→ Passage shown
:::

Figure 1 shows the cumulative observation data density during the full 10 days of the trial as a percentage of the maximum data density. Note the density nearest the poles is typically twice that in the equatorial latitudes because the swathes converge near the poles. Also note that the gaps in the orbits to the west of the United Kingdom were a persistent feature during the trial period.

c. Quality

Maps of the scatterometer winds derived at the United Kingdom Meteorological Office (UKMO) are routinely examined in the Central Forecast Office. The wind charts are well received, although lack of data over meteorologically important features has caused some frustration. Small-scale low pressure systems (both extratropical and tropical) and trough lines have been identified with considerable extra detail compared with model background plots. The forecasters are satisfied that the mean speed bias at high wind strengths is not a cause for concern. The subjective assessment has been backed up by a comprehensive monitoring exercise which has been ongoing since launch. Observation differences from model background, broken down by speed, latitude, and swath position, have yielded important feedback to the algorithm calibration as well as demonstrating the quality of the product relative to ship data.

As the World Meteorological Organization lead center for monitoring marine observations, the UKMO undertakes a continuous and comprehensive study of ship and buoy data. Our monitoring of scatterometer wind data fits naturally with this activity and enables an indirect intercomparison between the different components of the global observing system. Since January 1993, after the postlaunch calibration period, UKMO retrieved scatterometer winds have consistently bettered ship winds in all respects. Results for the period of the preoperational trial are given in Table 1, where scatterometer data is compared indirectly with ship data. Only a subset of all the available ship data has been chosen for this statistical comparison. We imposed a strict quality control whereby only ships reporting at least seven times per month with a root-mean-square vector wind difference from background of less than 6 m s⁻¹ are used. This sample of “good” ships includes half of all ship reports. The cutoff of 6 m s⁻¹ was chosen to be 50% greater than the annual difference from background of ocean weather ship GACA (and approximately equal to the largest monthly difference for this ship in the stormiest months). The background values are at 10 m for the scatterometer and 25 m for the ships, which correspond approximately with the observation heights.

In Table 1, we break the statistics down into five speed bins and give global figures. In the lowest speed bin, the direction statistics are not calculated for speeds less than 4 m s⁻¹. One interesting feature is that at all but the lowest speed range the scatterometer winds are weaker than the model background, whereas the ship winds are stronger, even after accounting for possible differences in reporting height. We suspect that even our sample of “good” ships tend to overreport wind speed, perhaps due to poor exposure or a bias toward gust speeds. Nevertheless, it does seem that at the highest wind speeds the scatterometer might be biased low. The standard deviations of wind speed and wind direction differences from model background and the rms vector wind difference are lower for the scatterometer data at all wind speeds. The global speed bias is close to 0 for the scatterometer data, whereas ship data are 0.5 m s⁻¹ stronger than background on average.

:::

→ Exercise task 1
Convert the listing below, from the line containing "Question. Give the pixel coordinates of a point on the thick" to the line containing "x=49, y=104", both included, into a Markdown table with the columns Row and Listing line, leaving out blank lines.

:::

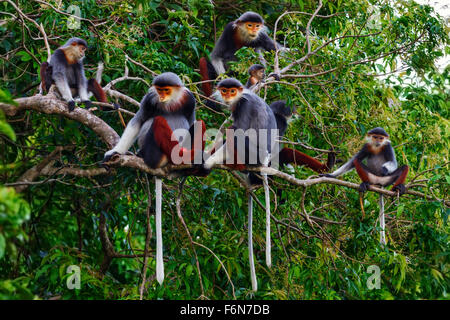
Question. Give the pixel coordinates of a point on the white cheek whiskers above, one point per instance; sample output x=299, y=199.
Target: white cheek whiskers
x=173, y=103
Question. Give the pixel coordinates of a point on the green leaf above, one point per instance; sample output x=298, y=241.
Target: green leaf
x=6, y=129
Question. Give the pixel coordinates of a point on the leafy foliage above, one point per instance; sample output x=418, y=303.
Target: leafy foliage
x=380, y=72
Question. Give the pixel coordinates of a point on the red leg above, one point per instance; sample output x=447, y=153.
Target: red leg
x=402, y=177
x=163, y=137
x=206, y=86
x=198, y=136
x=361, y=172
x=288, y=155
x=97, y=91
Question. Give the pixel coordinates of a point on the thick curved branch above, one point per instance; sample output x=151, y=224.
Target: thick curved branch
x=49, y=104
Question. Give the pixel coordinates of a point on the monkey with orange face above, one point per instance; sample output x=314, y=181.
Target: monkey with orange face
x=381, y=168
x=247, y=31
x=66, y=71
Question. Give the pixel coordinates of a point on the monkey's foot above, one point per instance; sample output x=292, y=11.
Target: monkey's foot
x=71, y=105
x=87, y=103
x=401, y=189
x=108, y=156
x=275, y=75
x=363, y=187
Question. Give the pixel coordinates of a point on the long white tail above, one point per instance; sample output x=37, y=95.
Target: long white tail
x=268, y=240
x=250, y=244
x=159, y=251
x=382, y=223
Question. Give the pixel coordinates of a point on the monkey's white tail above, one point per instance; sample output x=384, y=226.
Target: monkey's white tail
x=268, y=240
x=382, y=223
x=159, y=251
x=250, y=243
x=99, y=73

:::

→ Exercise task 2
Decide whether each statement agrees with the passage on scatterometer winds, answering yes or no and quoting the deciding words. (a) Ships in the comparison had to report at least seven times per month. (b) On average, ship data are 0.5 m s⁻¹ weaker than background. (c) The orbit gaps west of the United Kingdom persisted throughout the trial.

→ Solution 1
| Row | Listing line |
|---|---|
| 1 | Question. Give the pixel coordinates of a point on the thick curved branch above, one point per instance; sample output x=151, y=224. |
| 2 | Target: thick curved branch |
| 3 | x=49, y=104 |

→ Solution 2
(a) Yes: "only ships reporting at least seven times per month"
(b) No: "ship data are 0.5 m s⁻¹ stronger than background on average"
(c) Yes: "the gaps in the orbits to the west of the United Kingdom were a persistent feature during the trial period"